*** PROVIDED DATA ***

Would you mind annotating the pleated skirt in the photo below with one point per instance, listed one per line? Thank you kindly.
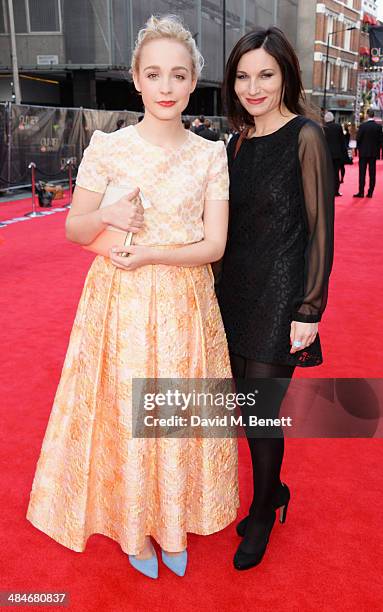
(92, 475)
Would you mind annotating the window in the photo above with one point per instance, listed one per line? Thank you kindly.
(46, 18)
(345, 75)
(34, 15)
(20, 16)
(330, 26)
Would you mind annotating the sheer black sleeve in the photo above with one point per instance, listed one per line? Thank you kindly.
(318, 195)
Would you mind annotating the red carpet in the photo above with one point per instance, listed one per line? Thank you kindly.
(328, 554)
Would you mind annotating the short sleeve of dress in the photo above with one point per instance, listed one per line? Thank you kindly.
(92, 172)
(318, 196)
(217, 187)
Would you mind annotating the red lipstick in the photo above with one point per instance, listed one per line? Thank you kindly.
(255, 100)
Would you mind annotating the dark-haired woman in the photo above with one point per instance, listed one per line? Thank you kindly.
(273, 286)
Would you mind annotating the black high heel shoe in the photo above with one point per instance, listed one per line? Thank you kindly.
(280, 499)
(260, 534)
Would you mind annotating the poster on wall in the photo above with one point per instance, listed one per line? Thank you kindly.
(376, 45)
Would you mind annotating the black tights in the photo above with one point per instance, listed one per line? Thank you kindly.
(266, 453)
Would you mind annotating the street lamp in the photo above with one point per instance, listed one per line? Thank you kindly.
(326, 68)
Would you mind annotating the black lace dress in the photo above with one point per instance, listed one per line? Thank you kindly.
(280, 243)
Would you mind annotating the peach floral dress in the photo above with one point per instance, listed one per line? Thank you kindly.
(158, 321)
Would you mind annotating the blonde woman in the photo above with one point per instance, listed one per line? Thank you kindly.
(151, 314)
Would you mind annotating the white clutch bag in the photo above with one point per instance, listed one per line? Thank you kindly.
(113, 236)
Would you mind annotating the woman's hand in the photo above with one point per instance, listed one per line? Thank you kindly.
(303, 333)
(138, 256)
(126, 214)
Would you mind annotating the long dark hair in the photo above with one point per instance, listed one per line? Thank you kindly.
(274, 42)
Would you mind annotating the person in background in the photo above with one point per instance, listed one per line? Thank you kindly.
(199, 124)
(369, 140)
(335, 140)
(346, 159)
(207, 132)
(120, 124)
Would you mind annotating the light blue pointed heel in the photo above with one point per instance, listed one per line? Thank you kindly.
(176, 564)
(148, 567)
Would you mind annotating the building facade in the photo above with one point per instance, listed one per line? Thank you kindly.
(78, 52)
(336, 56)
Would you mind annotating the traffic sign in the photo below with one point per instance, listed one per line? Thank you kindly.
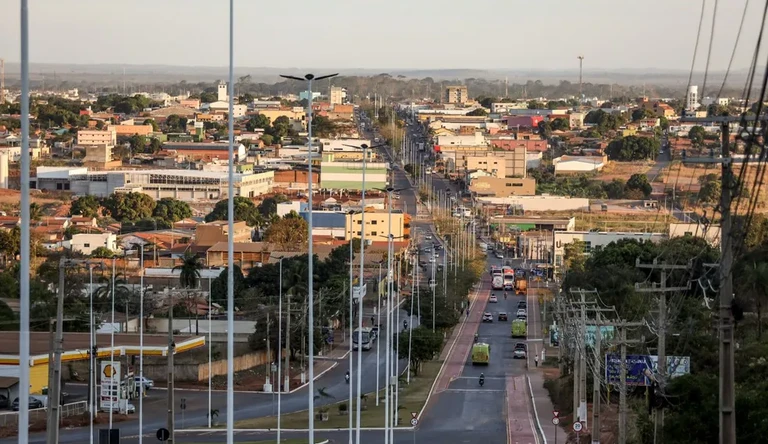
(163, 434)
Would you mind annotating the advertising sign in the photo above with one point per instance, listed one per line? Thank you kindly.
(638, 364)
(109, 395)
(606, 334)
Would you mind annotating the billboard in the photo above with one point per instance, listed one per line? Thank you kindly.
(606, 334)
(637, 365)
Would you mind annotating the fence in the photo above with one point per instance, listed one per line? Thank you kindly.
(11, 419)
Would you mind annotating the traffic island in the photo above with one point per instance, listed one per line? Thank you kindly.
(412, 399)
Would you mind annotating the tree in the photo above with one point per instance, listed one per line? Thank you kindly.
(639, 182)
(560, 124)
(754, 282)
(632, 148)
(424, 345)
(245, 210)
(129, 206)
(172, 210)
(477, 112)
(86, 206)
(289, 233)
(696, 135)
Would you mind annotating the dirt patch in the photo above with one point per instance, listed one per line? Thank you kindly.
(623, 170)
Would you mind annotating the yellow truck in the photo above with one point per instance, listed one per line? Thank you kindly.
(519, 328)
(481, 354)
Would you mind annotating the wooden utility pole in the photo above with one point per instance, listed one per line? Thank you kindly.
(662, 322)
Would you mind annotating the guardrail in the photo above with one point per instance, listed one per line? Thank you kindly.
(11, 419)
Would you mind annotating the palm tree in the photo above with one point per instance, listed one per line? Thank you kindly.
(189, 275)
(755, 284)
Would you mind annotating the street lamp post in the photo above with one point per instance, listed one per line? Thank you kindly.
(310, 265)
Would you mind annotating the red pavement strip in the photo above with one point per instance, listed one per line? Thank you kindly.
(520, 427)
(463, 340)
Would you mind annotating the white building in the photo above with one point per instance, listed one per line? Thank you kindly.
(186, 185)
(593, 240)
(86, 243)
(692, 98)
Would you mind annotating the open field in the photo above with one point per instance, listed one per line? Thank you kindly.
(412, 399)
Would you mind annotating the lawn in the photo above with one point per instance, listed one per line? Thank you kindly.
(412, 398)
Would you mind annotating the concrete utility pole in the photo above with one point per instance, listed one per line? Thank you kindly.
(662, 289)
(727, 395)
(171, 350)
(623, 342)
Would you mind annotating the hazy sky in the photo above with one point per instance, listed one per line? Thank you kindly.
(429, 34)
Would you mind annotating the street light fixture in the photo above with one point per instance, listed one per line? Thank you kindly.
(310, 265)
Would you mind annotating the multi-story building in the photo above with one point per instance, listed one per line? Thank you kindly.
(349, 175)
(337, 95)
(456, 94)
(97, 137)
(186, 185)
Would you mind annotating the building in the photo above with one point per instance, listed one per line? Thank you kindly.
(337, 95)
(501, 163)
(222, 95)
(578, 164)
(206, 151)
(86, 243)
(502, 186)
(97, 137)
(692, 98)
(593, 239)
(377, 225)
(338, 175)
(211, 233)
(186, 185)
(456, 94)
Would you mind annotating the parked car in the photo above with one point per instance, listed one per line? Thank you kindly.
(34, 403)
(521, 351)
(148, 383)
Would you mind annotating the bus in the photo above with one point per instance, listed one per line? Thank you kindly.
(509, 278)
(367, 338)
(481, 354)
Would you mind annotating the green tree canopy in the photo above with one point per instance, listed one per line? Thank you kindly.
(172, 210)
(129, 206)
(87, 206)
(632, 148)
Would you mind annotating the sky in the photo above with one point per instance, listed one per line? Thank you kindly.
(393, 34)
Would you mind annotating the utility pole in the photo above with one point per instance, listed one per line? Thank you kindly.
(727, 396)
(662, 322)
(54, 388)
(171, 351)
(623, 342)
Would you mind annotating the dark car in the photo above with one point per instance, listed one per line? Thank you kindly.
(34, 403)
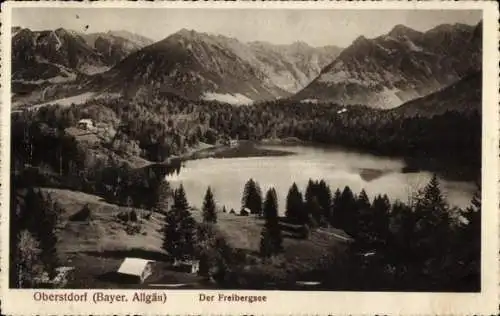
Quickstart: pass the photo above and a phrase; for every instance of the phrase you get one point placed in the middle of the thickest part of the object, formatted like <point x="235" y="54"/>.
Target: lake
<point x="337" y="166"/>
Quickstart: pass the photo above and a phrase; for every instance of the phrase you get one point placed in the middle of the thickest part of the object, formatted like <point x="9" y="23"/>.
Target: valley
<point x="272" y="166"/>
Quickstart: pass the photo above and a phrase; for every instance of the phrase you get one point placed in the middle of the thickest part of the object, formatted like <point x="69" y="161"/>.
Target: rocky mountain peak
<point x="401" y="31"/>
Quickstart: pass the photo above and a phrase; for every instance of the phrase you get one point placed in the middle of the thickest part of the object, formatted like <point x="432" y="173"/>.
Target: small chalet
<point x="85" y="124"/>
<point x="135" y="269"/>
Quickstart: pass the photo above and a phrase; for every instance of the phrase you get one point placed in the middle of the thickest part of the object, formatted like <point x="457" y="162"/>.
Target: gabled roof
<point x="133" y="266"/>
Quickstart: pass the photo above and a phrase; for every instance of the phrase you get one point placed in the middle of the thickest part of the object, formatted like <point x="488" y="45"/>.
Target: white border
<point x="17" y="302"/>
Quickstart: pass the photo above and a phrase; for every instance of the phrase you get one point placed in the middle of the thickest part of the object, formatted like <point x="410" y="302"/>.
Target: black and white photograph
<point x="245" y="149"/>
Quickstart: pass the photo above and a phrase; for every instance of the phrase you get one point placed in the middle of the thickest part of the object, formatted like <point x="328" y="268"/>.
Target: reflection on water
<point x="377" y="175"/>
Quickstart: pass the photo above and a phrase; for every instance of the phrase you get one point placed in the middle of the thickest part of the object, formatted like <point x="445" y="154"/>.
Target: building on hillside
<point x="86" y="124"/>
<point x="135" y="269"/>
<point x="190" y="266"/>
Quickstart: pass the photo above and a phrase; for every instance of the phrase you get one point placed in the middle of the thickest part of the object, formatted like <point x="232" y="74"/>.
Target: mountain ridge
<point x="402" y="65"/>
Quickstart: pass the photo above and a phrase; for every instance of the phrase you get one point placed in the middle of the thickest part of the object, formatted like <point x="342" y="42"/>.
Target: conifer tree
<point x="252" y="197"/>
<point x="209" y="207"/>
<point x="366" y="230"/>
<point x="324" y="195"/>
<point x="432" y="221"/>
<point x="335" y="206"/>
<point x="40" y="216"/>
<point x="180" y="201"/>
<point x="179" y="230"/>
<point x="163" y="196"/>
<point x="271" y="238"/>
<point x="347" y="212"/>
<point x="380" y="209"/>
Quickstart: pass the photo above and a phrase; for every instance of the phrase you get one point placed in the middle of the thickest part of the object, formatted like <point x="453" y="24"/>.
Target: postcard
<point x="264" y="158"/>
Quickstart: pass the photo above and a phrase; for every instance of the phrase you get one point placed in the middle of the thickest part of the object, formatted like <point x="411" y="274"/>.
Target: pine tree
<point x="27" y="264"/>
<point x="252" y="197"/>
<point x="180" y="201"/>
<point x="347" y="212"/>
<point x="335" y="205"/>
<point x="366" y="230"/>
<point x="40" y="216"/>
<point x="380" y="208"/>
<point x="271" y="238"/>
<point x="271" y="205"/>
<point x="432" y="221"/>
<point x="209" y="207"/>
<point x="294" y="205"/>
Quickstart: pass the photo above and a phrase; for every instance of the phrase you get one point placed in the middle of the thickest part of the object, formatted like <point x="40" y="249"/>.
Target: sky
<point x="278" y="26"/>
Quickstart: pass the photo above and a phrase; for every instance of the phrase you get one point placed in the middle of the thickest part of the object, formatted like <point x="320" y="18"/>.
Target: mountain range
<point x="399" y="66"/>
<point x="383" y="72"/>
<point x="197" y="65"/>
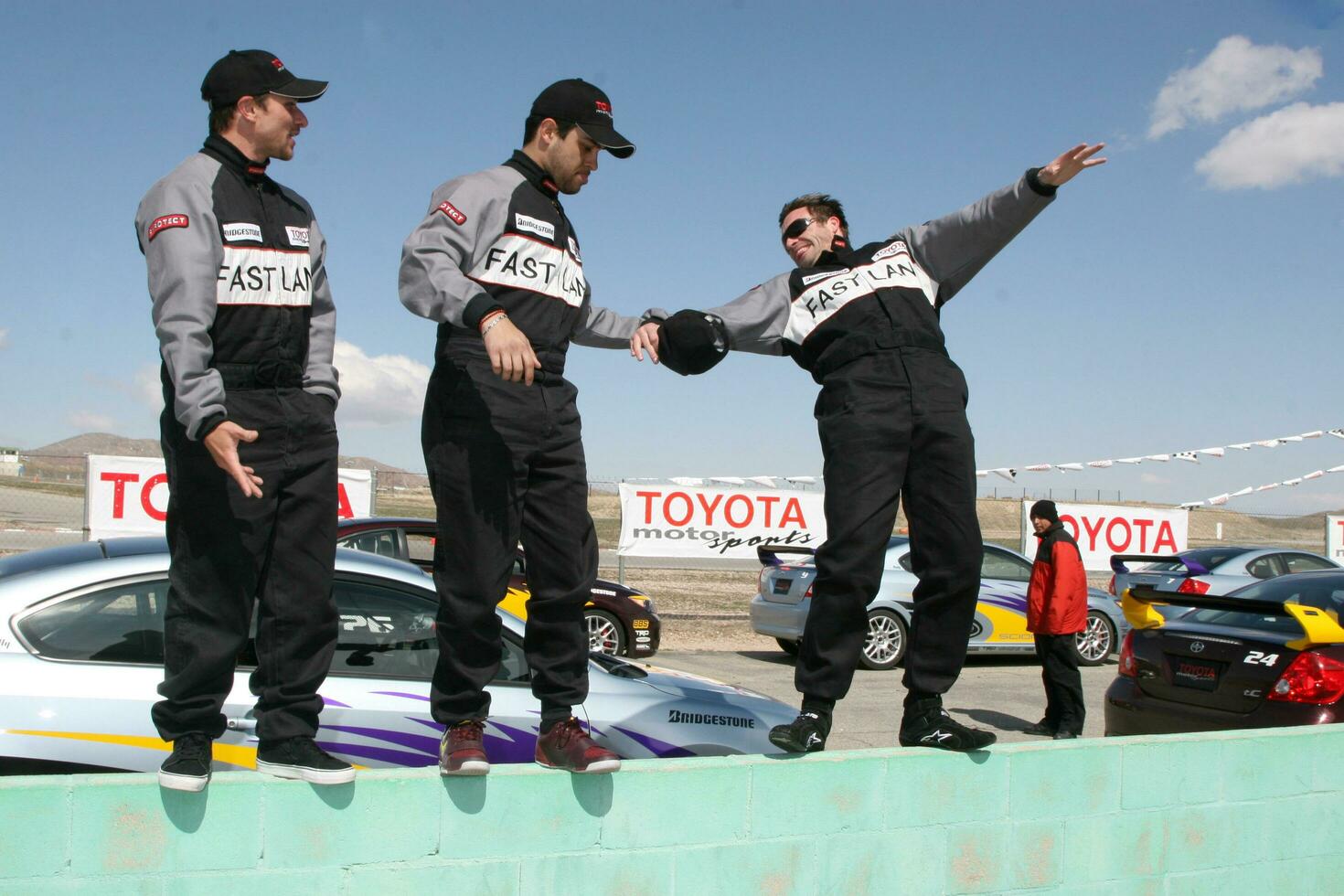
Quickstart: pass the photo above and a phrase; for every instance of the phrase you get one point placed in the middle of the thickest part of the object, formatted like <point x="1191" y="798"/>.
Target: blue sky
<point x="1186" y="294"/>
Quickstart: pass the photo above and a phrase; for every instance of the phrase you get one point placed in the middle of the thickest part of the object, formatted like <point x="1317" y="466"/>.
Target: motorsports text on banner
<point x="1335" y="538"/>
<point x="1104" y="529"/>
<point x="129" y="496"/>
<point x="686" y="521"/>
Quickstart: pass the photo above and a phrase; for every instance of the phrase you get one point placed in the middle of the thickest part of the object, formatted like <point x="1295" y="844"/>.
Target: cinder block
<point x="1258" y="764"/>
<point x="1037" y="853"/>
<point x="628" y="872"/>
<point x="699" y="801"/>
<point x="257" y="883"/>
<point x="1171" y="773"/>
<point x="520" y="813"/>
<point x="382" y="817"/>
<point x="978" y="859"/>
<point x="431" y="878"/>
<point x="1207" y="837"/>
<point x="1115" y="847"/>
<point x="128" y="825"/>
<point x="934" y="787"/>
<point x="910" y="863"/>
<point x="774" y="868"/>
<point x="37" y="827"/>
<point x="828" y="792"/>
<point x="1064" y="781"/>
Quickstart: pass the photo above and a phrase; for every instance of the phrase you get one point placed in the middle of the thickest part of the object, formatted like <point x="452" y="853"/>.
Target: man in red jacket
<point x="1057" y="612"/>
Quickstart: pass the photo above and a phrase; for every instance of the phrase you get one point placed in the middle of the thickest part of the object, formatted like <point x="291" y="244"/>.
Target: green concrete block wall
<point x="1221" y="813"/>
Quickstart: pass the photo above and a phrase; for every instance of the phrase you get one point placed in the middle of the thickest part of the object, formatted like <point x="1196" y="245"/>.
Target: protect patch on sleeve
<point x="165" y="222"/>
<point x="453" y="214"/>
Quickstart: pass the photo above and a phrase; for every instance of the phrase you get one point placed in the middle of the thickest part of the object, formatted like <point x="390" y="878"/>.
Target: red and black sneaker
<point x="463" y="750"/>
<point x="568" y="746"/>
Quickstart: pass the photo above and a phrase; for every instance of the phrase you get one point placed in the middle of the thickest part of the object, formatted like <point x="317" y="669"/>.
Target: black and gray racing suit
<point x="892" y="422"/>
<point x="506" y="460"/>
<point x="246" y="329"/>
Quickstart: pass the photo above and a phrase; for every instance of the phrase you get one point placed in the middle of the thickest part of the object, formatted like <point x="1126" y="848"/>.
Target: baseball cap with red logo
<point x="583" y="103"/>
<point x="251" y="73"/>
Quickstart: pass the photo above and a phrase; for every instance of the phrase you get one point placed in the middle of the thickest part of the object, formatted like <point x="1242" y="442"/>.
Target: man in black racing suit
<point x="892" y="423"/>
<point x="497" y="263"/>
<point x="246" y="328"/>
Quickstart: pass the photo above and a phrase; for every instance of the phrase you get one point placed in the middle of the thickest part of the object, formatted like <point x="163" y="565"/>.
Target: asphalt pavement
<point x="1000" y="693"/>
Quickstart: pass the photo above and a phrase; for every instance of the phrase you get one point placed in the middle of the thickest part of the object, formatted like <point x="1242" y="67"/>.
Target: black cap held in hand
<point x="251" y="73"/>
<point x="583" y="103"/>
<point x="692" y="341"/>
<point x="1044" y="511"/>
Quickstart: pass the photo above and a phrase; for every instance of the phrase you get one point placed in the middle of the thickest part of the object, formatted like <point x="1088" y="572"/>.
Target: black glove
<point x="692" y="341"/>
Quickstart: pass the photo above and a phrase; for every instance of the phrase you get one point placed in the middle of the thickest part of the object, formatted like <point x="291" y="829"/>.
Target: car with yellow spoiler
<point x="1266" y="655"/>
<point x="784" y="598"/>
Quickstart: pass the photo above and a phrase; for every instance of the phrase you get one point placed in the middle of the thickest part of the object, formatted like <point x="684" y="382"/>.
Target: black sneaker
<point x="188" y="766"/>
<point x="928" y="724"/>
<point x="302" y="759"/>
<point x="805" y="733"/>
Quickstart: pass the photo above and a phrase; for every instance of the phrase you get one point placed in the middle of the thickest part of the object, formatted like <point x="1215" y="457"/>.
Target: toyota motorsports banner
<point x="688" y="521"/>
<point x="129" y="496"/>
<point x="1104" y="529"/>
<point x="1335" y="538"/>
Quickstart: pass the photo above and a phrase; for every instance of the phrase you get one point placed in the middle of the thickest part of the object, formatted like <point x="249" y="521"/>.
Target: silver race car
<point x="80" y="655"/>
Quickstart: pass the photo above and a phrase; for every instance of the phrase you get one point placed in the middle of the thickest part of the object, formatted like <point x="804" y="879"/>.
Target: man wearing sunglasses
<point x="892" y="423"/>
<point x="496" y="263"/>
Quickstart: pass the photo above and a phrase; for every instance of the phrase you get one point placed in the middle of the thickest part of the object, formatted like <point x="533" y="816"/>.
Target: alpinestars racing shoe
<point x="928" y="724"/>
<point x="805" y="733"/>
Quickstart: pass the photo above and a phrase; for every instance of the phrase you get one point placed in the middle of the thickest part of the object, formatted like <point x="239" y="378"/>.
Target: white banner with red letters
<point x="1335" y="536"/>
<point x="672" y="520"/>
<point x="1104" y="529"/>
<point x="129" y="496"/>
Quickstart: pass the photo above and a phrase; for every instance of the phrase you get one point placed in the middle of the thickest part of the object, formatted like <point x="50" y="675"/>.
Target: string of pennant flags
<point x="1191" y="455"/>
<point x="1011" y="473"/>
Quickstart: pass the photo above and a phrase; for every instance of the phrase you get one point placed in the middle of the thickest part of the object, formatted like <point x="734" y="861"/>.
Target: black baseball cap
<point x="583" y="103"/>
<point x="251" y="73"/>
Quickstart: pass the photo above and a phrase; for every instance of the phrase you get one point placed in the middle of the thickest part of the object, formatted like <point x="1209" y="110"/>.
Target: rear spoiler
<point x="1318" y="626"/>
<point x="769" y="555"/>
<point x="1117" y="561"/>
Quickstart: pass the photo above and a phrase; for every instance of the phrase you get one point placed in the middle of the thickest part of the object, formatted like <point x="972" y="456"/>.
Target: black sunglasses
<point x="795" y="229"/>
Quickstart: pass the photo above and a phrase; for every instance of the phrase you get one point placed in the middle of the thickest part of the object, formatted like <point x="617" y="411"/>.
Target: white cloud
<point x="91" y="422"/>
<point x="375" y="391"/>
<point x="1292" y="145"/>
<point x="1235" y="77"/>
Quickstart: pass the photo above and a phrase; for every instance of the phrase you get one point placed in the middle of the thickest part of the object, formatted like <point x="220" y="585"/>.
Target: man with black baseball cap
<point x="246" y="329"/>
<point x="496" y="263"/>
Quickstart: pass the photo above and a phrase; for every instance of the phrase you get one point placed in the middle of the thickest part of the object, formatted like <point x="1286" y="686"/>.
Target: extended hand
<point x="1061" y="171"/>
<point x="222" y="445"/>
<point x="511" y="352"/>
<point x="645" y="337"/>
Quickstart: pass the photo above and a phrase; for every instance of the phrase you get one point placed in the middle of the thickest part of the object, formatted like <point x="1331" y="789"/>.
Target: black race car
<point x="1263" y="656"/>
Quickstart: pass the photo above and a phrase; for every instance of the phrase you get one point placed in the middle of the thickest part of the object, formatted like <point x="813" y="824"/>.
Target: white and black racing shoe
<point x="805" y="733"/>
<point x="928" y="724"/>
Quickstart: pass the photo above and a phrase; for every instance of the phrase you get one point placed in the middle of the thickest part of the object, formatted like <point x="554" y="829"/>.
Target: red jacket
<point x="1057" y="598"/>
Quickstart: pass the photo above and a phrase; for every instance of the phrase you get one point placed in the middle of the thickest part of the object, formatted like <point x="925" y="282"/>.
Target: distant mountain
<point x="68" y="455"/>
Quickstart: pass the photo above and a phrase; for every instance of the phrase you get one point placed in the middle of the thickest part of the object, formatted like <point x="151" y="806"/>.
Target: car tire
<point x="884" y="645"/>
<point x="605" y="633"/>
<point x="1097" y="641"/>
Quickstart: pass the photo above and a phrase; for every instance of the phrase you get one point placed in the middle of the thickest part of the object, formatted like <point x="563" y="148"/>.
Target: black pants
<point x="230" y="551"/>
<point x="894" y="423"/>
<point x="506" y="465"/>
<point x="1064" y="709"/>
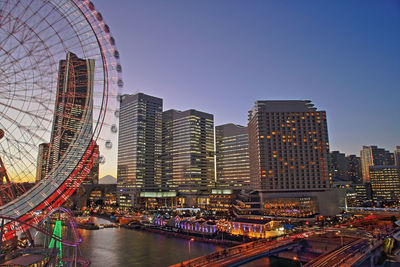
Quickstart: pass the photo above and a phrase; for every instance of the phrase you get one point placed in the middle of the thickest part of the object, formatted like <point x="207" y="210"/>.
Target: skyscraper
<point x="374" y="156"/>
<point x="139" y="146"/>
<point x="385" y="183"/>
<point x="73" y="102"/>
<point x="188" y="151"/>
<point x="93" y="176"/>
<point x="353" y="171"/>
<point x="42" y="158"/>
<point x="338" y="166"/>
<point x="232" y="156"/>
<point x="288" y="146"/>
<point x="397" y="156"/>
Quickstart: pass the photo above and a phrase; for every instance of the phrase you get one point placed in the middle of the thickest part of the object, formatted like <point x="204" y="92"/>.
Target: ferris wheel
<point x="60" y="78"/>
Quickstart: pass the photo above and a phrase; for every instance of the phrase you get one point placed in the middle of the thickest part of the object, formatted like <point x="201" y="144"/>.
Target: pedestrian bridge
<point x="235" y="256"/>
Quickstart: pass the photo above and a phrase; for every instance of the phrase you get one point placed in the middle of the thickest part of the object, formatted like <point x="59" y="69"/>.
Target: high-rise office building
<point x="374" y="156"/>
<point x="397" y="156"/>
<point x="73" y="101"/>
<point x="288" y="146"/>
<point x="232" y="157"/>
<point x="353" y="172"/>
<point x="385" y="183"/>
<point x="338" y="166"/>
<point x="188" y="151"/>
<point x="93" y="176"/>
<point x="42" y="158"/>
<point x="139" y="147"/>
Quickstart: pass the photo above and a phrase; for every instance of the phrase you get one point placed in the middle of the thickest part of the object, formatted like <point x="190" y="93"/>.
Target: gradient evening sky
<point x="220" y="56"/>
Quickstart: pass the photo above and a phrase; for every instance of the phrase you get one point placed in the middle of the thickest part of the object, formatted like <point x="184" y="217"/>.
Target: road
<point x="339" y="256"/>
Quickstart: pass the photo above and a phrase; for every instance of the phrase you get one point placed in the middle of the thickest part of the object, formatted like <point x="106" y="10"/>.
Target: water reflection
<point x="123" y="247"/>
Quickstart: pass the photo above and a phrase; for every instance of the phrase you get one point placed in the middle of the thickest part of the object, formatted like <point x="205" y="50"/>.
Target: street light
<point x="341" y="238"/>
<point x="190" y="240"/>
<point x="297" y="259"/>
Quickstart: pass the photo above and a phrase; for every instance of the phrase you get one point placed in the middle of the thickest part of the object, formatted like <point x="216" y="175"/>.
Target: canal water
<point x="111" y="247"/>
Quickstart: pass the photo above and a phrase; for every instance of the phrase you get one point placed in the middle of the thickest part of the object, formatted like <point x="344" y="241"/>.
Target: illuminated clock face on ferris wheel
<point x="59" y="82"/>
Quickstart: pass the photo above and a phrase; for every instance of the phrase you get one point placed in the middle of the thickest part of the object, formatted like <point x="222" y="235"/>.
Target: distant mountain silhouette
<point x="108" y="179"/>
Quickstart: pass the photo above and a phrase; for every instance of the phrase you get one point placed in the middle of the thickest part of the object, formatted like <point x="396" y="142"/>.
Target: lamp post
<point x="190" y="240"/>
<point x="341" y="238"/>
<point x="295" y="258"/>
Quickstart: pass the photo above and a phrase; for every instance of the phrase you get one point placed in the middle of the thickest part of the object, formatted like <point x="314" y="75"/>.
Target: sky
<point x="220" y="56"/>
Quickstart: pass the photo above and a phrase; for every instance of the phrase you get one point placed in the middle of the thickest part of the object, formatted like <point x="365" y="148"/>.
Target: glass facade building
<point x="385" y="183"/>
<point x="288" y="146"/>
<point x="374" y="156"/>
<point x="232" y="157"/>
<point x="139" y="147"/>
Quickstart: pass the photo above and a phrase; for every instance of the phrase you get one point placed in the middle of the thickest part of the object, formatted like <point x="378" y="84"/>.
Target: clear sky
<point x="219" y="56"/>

***

• **WRITTEN EXERCISE**: Count the lines of the records that contain the word "sunglasses", and give only that number.

• **RESPONSE FOR THIS EXERCISE**: 2